#### Work to do:
Starting with the line that contains "Note: spot each instance of the light" and going on through the end of the records, write out every line again, requests included, and increase each coordinate in the recorded points by 94.

#### Data for processing:
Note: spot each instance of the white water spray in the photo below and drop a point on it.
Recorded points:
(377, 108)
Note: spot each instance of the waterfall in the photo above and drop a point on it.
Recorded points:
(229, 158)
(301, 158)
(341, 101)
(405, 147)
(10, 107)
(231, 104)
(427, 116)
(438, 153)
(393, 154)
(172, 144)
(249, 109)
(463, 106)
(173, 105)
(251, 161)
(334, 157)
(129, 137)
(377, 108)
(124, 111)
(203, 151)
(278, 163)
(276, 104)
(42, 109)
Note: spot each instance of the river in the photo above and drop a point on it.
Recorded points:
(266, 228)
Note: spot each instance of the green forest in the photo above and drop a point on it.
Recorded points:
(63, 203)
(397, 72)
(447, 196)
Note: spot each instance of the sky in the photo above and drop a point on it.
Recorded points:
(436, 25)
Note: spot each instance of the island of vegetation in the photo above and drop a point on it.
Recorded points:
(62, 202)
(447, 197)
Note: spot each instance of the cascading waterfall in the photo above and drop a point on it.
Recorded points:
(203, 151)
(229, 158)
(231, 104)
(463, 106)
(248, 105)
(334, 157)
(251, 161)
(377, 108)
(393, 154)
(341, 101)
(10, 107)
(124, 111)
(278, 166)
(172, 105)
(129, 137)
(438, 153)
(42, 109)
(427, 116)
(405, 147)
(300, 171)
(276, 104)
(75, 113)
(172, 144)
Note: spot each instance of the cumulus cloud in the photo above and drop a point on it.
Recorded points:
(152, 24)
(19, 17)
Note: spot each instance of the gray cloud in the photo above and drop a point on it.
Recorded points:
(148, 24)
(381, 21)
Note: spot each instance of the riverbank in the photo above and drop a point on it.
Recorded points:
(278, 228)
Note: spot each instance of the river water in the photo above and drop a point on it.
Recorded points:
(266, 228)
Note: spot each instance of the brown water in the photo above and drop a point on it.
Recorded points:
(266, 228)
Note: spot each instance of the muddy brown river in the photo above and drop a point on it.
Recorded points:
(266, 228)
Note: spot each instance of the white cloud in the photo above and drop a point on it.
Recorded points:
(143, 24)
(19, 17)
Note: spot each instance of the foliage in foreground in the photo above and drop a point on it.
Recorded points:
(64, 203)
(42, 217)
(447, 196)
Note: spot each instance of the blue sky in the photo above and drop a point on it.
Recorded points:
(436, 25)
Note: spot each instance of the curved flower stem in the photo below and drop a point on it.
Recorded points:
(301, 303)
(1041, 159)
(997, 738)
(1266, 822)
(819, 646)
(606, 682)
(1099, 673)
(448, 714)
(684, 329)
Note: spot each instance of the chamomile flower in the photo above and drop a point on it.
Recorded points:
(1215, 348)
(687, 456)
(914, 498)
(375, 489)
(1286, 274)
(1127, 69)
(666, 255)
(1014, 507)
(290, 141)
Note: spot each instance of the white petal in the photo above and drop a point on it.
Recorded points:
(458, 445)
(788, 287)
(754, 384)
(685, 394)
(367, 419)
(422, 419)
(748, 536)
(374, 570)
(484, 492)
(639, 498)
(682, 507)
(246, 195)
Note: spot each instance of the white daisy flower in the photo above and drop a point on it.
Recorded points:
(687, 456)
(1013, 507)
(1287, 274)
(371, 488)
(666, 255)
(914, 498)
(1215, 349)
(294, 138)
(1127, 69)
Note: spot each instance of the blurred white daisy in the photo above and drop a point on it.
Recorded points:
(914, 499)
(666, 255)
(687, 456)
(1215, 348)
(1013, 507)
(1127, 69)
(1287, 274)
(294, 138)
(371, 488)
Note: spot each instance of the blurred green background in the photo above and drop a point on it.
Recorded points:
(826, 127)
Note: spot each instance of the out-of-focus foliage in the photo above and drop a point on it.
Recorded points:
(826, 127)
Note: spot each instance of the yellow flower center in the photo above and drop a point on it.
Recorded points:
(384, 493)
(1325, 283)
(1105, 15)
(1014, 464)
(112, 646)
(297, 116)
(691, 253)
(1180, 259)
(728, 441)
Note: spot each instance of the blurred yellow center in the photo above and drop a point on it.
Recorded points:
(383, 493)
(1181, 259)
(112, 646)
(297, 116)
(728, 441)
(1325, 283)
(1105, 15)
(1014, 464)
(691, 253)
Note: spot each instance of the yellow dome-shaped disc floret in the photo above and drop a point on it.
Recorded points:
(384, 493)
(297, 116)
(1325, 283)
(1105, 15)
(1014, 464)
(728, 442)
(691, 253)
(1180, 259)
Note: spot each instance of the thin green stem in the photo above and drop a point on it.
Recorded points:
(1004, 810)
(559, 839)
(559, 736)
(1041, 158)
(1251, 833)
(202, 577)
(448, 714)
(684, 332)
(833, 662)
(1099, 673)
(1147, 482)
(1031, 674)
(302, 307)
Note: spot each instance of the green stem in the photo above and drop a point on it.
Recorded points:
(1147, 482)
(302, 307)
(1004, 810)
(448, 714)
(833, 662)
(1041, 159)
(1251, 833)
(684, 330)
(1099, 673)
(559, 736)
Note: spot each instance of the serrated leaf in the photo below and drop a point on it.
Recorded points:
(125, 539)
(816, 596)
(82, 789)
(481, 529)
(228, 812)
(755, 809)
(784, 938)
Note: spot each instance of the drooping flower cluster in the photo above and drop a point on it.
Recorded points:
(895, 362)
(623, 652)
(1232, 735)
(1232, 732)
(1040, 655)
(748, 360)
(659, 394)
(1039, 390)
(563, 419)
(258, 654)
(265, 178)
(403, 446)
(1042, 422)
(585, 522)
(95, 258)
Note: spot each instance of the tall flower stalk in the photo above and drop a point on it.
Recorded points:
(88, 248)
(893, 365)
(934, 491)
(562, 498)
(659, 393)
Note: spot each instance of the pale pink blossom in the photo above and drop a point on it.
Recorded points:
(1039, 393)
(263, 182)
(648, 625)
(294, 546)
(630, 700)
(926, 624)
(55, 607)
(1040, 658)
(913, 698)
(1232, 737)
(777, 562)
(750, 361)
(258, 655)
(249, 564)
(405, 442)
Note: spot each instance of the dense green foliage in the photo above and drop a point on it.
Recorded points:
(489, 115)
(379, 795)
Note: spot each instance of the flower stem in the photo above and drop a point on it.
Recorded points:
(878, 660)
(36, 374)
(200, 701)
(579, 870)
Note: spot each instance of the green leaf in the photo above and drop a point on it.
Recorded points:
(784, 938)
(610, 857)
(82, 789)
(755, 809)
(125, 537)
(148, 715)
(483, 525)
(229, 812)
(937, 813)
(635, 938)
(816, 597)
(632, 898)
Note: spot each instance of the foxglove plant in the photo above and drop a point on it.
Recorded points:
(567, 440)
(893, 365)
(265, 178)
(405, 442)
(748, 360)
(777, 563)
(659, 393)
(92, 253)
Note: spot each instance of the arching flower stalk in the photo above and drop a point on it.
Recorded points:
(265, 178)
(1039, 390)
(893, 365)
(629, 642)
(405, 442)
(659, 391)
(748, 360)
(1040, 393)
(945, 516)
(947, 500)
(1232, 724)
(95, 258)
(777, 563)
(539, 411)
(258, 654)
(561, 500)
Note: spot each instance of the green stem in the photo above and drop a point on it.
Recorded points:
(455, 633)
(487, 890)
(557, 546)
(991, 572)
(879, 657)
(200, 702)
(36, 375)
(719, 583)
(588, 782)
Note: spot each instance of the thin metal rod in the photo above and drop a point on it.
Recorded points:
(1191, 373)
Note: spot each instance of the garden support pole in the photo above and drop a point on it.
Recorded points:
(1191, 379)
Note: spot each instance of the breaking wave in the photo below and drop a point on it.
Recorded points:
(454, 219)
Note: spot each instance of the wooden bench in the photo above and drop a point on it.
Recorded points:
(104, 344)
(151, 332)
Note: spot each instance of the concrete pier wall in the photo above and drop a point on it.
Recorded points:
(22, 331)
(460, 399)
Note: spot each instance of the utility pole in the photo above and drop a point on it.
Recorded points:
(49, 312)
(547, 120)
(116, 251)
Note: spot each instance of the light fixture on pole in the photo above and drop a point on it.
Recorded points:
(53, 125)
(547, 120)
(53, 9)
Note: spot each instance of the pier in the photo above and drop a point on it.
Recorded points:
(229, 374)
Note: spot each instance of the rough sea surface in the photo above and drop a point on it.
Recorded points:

#### Expected answer:
Note: spot each instance of the light fixture on pole in the photo above and drop a point on it.
Recorded points:
(147, 219)
(641, 214)
(147, 103)
Note: spot each instance of the pier in the photo above and drop a point on it.
Recorded points:
(323, 468)
Note: spot each instance of the rough sea surface in the photo above and drop a point on it.
Recorded points:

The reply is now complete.